▸ What to produce
The records that appear below are to be restated word for word.

________________________________________

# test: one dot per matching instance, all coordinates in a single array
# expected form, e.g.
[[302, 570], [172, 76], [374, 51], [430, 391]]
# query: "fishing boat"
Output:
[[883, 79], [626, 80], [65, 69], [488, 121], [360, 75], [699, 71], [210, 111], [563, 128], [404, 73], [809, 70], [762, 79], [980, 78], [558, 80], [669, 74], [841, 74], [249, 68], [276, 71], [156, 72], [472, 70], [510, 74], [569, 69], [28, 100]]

________________________________________

▸ Exercise output
# test: one dot per matching instance, all coordinates in a single array
# expected form, e.g.
[[302, 570], [172, 76], [374, 51], [430, 391]]
# query: "fishing boat"
Output:
[[883, 79], [626, 80], [65, 69], [488, 121], [360, 75], [699, 71], [210, 111], [563, 128], [404, 73], [809, 70], [762, 79], [980, 78], [558, 80], [669, 74], [841, 74], [249, 68], [276, 71], [156, 72], [472, 70], [510, 74], [569, 69], [28, 100]]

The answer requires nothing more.